REQUEST:
Extract every line below that contains the word "hand", and copy each one.

##############################

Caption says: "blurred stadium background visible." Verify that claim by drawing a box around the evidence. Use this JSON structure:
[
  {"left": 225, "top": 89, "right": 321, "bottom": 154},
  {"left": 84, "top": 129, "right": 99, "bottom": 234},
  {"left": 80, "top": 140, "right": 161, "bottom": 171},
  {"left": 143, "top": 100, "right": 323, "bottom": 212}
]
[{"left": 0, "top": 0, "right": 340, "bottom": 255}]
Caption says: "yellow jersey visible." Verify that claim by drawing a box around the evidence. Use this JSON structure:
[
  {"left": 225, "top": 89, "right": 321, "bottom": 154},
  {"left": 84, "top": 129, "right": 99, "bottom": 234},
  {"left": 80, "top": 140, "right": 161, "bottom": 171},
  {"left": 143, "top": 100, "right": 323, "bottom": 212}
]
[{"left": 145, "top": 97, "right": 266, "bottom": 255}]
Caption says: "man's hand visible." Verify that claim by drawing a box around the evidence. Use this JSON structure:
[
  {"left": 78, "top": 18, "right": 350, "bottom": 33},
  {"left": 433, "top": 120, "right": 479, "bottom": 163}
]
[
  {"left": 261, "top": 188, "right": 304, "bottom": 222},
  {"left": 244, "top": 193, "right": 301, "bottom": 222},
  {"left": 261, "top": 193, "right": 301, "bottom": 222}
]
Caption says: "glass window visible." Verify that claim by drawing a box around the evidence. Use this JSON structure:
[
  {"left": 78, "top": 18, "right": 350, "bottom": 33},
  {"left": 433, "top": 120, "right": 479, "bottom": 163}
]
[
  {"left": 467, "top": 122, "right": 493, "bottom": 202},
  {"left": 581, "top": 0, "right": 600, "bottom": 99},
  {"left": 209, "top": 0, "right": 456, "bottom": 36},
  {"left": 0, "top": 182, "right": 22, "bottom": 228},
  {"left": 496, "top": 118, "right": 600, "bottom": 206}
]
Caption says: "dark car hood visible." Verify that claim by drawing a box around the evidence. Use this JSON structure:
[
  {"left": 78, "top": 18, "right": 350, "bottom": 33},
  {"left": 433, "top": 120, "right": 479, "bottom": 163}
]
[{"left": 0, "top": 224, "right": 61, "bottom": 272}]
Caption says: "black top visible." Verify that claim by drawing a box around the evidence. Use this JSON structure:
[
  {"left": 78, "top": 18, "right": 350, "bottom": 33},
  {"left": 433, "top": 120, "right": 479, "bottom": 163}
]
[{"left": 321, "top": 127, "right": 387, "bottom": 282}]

##############################

COMPLETE OUTPUT:
Caption says: "man's hand visible." Verify that claim by drawing a box around the evidence. Use this JSON structure:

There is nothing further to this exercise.